───── Task input

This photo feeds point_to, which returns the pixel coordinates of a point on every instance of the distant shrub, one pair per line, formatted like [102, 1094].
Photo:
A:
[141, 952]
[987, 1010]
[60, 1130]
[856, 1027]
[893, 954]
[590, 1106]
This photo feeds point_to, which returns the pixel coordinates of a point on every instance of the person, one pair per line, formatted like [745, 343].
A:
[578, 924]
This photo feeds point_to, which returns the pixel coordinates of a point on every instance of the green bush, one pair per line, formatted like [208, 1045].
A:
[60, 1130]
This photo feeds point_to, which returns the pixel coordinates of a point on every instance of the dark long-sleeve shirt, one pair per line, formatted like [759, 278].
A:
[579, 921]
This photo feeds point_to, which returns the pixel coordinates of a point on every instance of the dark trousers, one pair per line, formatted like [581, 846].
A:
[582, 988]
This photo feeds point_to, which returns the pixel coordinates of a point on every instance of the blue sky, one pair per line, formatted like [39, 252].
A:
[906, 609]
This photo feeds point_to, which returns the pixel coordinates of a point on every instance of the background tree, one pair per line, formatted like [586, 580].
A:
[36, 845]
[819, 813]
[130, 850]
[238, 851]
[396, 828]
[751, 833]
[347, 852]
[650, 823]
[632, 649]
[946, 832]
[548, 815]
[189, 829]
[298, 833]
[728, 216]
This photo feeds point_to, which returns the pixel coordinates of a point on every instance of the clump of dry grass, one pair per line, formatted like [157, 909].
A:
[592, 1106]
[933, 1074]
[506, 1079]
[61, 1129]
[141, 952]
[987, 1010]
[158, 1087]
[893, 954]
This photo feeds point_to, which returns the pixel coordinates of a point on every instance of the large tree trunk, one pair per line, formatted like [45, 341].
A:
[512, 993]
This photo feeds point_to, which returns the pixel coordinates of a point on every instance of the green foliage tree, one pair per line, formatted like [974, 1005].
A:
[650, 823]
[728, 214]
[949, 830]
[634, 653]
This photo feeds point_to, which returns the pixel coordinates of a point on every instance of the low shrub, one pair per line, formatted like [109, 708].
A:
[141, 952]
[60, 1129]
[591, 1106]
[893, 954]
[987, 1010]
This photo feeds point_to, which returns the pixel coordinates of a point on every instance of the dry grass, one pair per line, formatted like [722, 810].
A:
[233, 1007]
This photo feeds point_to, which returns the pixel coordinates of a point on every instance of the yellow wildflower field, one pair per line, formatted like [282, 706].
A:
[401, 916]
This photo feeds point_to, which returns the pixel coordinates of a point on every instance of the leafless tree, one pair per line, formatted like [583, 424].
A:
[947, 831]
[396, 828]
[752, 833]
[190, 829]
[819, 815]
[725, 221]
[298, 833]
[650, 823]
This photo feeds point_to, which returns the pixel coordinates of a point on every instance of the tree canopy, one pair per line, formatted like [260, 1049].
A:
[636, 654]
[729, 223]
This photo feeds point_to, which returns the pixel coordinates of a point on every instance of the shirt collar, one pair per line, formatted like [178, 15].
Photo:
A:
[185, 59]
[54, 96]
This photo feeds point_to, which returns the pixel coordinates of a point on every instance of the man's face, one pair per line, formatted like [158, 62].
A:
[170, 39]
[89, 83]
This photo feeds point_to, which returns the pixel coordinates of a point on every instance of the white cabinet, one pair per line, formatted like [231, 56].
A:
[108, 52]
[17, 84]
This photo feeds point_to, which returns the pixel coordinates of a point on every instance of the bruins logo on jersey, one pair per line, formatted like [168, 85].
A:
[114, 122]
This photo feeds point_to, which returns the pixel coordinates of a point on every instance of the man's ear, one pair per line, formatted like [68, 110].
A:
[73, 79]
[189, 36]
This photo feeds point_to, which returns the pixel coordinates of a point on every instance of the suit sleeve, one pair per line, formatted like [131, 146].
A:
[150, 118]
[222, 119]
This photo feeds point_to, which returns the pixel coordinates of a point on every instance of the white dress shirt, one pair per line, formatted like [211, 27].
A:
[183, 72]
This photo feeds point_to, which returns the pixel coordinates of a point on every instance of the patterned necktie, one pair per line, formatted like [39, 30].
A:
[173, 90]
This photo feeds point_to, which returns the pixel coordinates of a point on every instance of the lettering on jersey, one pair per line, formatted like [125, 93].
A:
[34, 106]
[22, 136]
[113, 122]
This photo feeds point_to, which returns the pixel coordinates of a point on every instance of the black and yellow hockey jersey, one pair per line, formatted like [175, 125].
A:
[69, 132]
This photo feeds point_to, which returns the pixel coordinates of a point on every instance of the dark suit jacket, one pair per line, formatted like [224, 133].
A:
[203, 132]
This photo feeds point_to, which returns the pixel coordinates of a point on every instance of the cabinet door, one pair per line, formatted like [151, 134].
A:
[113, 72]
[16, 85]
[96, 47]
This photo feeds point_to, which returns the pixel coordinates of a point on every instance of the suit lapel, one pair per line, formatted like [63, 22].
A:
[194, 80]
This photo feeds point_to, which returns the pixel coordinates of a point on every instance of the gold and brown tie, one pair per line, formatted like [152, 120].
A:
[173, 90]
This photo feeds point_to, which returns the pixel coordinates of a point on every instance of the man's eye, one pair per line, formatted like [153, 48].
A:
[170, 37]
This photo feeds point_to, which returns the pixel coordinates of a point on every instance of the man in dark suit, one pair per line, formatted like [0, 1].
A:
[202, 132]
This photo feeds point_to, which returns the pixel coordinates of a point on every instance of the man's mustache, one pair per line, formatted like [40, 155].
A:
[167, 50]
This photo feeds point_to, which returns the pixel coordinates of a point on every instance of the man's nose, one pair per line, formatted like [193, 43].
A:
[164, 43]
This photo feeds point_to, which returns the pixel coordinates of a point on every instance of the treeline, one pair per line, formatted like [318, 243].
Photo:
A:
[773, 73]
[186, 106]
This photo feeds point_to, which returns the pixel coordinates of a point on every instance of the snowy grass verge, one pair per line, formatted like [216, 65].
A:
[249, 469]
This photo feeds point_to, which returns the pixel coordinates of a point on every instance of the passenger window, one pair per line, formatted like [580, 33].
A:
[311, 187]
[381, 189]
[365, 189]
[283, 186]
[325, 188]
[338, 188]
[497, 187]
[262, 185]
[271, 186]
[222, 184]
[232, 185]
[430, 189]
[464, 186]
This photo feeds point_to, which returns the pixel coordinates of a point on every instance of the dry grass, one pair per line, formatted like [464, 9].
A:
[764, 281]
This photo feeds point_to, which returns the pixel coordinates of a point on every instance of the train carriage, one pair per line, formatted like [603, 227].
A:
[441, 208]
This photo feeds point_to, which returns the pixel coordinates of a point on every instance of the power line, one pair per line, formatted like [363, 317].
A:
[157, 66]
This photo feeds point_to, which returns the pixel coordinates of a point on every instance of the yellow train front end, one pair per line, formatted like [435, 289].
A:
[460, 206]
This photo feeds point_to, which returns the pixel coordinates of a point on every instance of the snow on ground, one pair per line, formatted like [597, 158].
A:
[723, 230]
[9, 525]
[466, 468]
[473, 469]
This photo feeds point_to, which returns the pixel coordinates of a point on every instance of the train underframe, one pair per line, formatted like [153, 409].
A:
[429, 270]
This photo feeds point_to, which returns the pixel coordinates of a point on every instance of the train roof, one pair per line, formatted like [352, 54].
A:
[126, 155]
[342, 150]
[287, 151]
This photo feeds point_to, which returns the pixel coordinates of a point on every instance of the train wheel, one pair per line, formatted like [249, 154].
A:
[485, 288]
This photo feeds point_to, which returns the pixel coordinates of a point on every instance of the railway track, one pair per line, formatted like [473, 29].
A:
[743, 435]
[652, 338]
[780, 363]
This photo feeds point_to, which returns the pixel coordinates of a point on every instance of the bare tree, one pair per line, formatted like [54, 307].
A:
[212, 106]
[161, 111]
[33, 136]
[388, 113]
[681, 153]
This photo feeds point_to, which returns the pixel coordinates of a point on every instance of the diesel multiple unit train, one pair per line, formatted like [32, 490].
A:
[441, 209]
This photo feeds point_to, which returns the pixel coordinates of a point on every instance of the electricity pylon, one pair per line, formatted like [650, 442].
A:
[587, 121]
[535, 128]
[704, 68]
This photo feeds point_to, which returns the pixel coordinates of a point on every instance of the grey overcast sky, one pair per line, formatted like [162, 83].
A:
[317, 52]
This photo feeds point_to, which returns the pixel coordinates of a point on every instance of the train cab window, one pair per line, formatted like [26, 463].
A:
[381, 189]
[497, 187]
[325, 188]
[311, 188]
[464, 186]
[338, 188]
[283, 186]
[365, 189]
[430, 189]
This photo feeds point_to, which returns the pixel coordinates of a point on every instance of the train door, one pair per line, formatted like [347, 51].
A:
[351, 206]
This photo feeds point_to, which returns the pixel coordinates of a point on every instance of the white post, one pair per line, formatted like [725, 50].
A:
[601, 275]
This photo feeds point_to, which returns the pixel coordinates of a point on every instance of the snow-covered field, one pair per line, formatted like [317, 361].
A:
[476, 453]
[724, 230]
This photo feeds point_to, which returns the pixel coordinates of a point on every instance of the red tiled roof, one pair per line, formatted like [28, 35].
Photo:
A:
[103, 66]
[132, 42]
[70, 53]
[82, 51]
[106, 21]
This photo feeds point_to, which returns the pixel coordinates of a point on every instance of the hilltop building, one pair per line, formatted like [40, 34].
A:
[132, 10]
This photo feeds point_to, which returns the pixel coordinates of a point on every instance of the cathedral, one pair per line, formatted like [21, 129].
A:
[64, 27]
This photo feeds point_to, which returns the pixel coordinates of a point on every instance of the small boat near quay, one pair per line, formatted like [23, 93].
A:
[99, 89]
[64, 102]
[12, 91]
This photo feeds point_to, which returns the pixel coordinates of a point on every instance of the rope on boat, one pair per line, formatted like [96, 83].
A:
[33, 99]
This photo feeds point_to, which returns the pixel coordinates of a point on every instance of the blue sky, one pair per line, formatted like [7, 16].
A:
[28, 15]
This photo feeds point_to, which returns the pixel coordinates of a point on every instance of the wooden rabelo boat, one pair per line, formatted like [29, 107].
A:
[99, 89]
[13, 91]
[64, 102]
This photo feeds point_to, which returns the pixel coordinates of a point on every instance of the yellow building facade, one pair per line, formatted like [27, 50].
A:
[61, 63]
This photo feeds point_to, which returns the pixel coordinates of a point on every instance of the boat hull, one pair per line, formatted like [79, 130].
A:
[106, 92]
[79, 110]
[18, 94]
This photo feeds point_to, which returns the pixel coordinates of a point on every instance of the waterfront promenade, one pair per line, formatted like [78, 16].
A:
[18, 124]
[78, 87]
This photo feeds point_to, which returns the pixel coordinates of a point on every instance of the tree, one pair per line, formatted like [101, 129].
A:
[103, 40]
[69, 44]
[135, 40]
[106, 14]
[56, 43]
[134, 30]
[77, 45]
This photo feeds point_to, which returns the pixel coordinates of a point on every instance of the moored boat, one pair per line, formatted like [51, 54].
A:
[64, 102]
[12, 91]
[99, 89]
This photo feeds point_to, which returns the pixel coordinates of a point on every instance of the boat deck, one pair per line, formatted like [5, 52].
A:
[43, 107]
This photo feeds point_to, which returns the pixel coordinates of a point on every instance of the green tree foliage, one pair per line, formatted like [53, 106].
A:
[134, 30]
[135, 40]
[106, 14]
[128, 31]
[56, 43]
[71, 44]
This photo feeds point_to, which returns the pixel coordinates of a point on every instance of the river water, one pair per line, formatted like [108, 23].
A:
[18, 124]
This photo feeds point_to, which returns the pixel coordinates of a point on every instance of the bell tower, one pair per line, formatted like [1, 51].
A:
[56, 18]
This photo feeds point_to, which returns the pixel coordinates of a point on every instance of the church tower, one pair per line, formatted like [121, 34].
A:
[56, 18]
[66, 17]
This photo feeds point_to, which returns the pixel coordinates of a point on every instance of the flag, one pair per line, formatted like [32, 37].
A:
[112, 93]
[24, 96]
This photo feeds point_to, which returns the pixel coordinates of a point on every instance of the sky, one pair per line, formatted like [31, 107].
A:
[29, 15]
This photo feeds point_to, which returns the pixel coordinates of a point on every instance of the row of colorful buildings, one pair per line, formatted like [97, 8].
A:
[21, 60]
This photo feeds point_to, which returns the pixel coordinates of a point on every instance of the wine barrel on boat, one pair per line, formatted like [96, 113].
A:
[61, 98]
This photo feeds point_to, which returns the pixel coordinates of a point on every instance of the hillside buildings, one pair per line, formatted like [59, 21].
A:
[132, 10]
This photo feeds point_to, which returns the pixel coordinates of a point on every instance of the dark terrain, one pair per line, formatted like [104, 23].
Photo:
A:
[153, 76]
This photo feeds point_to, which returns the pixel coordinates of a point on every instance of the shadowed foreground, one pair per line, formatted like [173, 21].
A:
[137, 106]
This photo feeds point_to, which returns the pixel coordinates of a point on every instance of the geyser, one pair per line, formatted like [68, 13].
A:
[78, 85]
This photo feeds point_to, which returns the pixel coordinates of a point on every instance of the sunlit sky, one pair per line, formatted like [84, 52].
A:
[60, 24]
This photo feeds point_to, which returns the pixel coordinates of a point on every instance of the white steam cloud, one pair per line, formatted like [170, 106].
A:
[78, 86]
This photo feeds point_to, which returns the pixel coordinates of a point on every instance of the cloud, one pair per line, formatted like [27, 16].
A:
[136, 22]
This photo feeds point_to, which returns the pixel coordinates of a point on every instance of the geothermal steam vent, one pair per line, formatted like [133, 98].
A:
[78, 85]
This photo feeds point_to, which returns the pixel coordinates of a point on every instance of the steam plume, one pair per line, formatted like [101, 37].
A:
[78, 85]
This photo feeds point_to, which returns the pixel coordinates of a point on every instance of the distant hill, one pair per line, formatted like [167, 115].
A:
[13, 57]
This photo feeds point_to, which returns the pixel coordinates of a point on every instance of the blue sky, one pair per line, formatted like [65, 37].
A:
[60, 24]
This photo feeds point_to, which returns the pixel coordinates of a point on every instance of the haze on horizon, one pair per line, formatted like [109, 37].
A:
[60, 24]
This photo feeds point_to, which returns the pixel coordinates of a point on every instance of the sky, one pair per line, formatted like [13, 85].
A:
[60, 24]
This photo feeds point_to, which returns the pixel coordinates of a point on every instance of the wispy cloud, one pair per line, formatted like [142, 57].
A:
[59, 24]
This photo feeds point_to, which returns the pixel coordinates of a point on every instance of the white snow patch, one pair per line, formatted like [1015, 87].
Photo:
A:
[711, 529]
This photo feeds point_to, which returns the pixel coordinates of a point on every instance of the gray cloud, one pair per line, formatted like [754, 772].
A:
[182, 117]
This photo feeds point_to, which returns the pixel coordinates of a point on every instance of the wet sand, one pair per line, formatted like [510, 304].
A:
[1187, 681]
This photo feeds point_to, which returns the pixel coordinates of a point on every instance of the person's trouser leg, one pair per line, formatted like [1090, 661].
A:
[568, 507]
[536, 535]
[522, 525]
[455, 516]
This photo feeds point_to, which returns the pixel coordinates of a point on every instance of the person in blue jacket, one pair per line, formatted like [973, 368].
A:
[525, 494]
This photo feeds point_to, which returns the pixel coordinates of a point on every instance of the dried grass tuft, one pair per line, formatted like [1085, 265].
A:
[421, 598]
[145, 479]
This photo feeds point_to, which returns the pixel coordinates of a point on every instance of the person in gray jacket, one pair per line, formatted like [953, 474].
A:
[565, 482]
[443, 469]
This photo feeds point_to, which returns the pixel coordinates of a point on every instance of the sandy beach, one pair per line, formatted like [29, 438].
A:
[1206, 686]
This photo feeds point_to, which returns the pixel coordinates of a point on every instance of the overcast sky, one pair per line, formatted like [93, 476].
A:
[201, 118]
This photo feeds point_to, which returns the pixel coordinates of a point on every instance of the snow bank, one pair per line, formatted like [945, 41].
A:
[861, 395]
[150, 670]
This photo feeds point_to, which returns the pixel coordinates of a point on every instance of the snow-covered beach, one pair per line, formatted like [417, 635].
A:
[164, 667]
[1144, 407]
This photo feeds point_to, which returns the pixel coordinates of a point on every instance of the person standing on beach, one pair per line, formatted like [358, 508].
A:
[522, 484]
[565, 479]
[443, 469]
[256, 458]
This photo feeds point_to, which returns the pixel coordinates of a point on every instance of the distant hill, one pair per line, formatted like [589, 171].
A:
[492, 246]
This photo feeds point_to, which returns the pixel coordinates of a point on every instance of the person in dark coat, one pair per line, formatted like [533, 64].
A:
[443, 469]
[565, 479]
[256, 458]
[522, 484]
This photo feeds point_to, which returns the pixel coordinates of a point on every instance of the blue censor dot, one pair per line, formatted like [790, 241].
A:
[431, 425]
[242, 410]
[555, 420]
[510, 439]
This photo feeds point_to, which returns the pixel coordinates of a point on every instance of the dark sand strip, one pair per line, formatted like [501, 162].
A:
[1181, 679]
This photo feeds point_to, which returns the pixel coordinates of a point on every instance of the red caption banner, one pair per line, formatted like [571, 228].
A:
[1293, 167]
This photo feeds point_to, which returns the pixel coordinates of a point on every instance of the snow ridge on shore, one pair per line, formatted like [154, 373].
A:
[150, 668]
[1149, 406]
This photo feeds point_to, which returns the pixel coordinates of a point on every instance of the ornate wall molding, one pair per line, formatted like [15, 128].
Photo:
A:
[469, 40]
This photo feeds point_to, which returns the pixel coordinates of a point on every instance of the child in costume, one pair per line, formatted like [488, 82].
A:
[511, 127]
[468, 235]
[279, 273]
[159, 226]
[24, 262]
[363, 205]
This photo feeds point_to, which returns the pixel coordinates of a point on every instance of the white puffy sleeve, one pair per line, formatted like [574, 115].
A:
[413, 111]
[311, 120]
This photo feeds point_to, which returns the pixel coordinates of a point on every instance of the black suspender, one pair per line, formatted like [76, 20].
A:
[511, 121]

──────────

### Given instruction
Take the line holding "like [154, 373]." and all lines after it through the end of the data, and set them down exactly.

### Exercise output
This photo feeds point_to, which returns the pixel coordinates of a point on every instance of the snow ridge on shore, one pair per line, formatted like [154, 373].
A:
[150, 668]
[1149, 406]
This photo feeds point_to, which returns the pixel coordinates of a point on every instance of the ornate wall molding, one pair per line, formatted like [15, 128].
Photo:
A:
[469, 40]
This photo feeds point_to, which returns the pixel coordinates of a point on every instance of the child in costume, one pair per line, formatted like [488, 82].
A:
[511, 127]
[468, 235]
[279, 273]
[159, 226]
[24, 262]
[363, 205]
This photo feeds point_to, which returns the pixel coordinates of a point on every instance of the white puffy sleeve, one pair per line, formatted like [574, 115].
A:
[413, 111]
[311, 120]
This photo feeds point_to, which returns the pixel coordinates of a point on every instance of the black suspender, one pair per line, formatted like [76, 20].
A:
[511, 121]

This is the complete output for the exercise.